■ Work to complete
Every line of the material must be written out again unchanged.

■ Supplied entries

# # # #

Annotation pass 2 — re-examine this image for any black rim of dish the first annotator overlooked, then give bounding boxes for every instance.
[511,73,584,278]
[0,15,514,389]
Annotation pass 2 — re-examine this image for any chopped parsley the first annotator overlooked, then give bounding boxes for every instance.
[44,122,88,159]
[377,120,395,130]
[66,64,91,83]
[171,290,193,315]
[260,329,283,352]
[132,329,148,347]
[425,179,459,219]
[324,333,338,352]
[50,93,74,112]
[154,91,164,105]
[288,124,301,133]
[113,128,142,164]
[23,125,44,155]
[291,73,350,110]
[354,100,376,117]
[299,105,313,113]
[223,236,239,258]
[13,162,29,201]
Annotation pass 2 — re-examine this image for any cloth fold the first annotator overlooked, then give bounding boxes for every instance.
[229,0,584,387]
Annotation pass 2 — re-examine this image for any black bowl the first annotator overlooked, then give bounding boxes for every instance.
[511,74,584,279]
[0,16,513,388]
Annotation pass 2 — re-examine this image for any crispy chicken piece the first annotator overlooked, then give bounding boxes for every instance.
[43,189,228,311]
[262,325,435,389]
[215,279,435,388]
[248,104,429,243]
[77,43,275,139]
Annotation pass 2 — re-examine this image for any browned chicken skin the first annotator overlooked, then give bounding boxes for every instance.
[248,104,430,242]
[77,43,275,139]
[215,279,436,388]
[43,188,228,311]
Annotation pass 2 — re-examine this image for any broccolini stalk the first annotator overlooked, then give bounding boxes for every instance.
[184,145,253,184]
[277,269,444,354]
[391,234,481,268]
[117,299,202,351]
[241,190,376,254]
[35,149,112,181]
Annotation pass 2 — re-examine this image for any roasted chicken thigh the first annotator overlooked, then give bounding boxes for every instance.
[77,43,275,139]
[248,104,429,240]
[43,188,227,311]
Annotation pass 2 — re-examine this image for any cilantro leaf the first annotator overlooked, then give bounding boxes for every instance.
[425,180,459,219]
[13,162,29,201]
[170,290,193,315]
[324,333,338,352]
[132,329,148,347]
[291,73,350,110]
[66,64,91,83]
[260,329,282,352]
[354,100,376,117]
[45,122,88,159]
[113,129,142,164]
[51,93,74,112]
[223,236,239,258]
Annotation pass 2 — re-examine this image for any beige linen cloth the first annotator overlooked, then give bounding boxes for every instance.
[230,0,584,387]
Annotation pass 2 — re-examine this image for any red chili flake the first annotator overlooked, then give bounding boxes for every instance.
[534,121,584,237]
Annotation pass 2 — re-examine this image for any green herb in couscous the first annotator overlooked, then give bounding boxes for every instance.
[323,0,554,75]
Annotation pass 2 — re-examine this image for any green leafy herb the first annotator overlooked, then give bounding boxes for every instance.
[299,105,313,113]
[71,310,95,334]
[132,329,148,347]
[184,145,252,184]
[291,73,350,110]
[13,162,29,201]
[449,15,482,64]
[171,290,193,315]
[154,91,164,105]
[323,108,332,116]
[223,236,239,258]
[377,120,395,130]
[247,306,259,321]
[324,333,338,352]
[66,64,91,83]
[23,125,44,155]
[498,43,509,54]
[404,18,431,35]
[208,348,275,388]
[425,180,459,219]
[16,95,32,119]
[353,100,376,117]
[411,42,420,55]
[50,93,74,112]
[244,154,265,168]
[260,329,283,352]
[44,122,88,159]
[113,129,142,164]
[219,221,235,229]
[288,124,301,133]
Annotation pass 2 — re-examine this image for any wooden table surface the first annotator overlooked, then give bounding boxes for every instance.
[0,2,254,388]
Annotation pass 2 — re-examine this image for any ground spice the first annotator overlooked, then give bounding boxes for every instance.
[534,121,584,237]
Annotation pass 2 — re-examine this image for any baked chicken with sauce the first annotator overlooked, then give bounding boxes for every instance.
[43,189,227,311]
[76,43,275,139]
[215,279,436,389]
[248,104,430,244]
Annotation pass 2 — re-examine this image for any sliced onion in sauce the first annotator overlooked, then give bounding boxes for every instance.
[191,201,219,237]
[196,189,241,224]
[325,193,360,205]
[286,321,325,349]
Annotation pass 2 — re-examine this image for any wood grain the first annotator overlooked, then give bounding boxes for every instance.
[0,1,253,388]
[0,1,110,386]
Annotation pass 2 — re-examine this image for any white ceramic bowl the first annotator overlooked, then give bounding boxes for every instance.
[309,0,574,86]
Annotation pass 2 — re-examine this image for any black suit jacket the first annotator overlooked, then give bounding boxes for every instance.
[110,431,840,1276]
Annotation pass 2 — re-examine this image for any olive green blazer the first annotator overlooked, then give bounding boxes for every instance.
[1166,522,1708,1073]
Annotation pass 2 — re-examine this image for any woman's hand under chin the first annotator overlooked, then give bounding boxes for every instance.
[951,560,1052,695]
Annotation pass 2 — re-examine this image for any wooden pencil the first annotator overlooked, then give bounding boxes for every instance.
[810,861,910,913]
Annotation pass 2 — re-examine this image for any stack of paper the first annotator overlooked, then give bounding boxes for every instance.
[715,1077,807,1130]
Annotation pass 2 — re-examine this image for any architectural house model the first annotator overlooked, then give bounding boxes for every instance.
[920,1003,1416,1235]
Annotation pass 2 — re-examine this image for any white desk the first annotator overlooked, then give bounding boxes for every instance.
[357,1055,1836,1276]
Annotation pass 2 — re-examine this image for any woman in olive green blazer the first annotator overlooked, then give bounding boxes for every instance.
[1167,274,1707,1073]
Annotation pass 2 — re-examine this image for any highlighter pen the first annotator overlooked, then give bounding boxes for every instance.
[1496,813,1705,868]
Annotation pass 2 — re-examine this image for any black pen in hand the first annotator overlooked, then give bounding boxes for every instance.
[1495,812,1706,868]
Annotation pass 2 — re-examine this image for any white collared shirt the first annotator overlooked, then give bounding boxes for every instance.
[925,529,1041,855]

# # # #

■ Solution to this exercise
Annotation pass 2 — re-examine this image for any black rim of dish the first annotator overlooked, then give bounding boxes for every instance.
[511,73,584,278]
[0,15,514,389]
Annotation pass 2 — re-examine this image for any chopped parsley the first annotator overlooked, then give bounding boxes for every instance.
[44,122,88,159]
[377,120,395,130]
[66,64,91,83]
[171,290,193,315]
[260,329,283,352]
[132,329,148,347]
[425,179,459,219]
[324,333,338,352]
[50,93,74,112]
[154,91,164,105]
[288,124,301,133]
[113,128,142,164]
[23,125,44,155]
[291,73,350,110]
[354,100,376,117]
[299,105,313,113]
[223,236,239,258]
[13,162,29,201]
Annotation pass 2 — re-examine this image for any cloth fold the first annotator overlooked, then give bounding boxes for every instance.
[229,0,584,387]
Annotation pass 2 — re-examine this image for any black bowl the first annotator overlooked, then give bounding boxes for every instance.
[511,74,584,279]
[0,16,513,388]
Annotation pass 2 — re-examine this image for any crispy chicken piece the first annotator overlooked, then give bounding boxes for every instance.
[43,189,228,311]
[262,325,435,389]
[215,279,435,388]
[248,104,429,243]
[77,43,275,139]
Annotation pass 2 — re-examine this image for any browned chicken skin the first annotator overlooked, then give bounding boxes for every instance.
[248,104,430,242]
[77,43,275,139]
[215,279,436,388]
[43,188,228,311]
Annotation pass 2 — re-examine this image for any broccolini stalk the first annotator overlooked, then give bounding boxes for every instance.
[184,145,253,184]
[277,269,444,354]
[391,234,481,268]
[117,299,202,351]
[241,190,376,254]
[35,149,112,181]
Annotation pass 2 — re-examine this image for any roasted chicken thigh the first annotator overlooked, then give bounding boxes for every instance.
[77,43,275,139]
[248,104,429,240]
[43,188,227,311]
Annotation pass 2 — re-examine this image for any cilantro leaf the first annotator overlooked, then give bounding boxes for every instance.
[425,180,459,219]
[13,162,29,201]
[170,290,193,315]
[324,333,338,352]
[132,329,148,347]
[291,73,350,110]
[66,64,91,83]
[260,329,282,352]
[354,100,376,117]
[45,122,88,159]
[113,129,142,164]
[51,93,74,112]
[223,236,239,258]
Annotation pass 2 — re-examine this image for any beige linen cloth the first annotator overlooked, then give bounding boxes for every instance.
[230,0,584,387]
Annotation pass 2 — re-examine this image for any red chili flake the first annotator overlooked, then give bounding boxes for every instance.
[534,121,584,237]
Annotation pass 2 — re-examine this image for any green herb in couscous the first annotator overlooked, then give bounding boxes for every instance.
[323,0,554,75]
Annotation pass 2 — re-examine this image for any green leafy herb the first annotator overlooked, then give bounding boxes for every instance.
[299,105,313,113]
[71,310,95,334]
[132,329,148,347]
[184,145,252,184]
[291,73,350,110]
[13,162,29,201]
[449,15,482,64]
[171,290,193,315]
[154,91,164,105]
[323,108,332,116]
[223,236,239,258]
[377,120,395,130]
[247,306,259,321]
[324,333,338,352]
[66,64,91,83]
[23,125,44,155]
[498,43,509,54]
[404,18,431,35]
[208,348,275,388]
[425,180,459,219]
[16,95,32,119]
[353,100,376,117]
[411,42,420,55]
[50,93,74,112]
[244,154,265,168]
[260,329,283,352]
[44,122,88,159]
[113,129,142,164]
[219,221,235,229]
[288,124,301,133]
Annotation pass 2 — re-examine this image for any wooden table surface the first annotator overlooked, then give bounding boxes for every instance.
[0,2,254,388]
Annotation pass 2 — re-examine this image for any ground spice the first annotator overlooked, then give bounding boxes for every instance.
[534,121,584,237]
Annotation pass 2 — re-examine this image for any baked chicken with sauce the first annotator overlooked, then give bounding boxes for every instance.
[43,189,227,311]
[76,43,275,139]
[215,279,436,389]
[248,104,430,244]
Annotation pass 2 — re-examine this image for any sliced onion in sauce the first annotator overlooked, then give bounding boxes for every instance.
[191,201,219,237]
[196,189,241,224]
[325,193,360,205]
[286,321,325,349]
Annotation pass 2 — re-examine this image for any wood grain the first annotator overlooked, then give bounding boxes for every instance.
[0,1,253,388]
[0,1,110,386]
Annotation pass 2 — re-examine this image for any white ceramic bowl the first annotator overlooked, then give bounding boxes for every instance.
[309,0,574,86]
Annotation pass 2 — re-examine this image for any black suit jacket the first annotator overlooked, then give bounding boxes for every instance.
[110,431,840,1276]
Annotation pass 2 — re-examine this image for any olive green blazer the first annotator overlooked, then give bounding boxes for every instance.
[1166,522,1708,1073]
Annotation pass 2 — re-examine this image for any woman's hand under chin the first annotator overlooked, then give bounding boxes for every instance.
[951,560,1052,695]
Annotation pass 2 — re-examine this image for any wooden pencil the first annotator overlooked, then give bounding boxes for every instance.
[810,861,910,913]
Annotation pass 2 — re-examine this image for any stack of paper the first annotator overlooked, then give bounding boxes for every instance.
[715,1077,807,1130]
Annotation pass 2 — re-examine this image for any architectural house model the first annotator overlooked, then give bounding boxes for every instance.
[920,1003,1416,1235]
Annotation pass 2 — re-examine this image for any white desk the first annotator overlooked, then give bounding boxes for every instance.
[357,1055,1836,1276]
Annotation pass 2 — re-examine this image for any woman in olive green blazer the first annotator overlooked, then give bounding boxes for every instance.
[1167,274,1707,1073]
Annotation pass 2 — re-examine this image for any highlighter pen the first annotator overlooked, then give bounding boxes for every instance.
[1496,813,1705,868]
Annotation pass 2 — re-examine this image for any black pen in hand the first annotator overlooked, then give bounding boxes for every instance.
[1495,812,1706,868]
Annotation pass 2 — re-examine this image for any white collared shirt the first annotator overlooked, then give bounding boxes for every instance.
[925,529,1041,855]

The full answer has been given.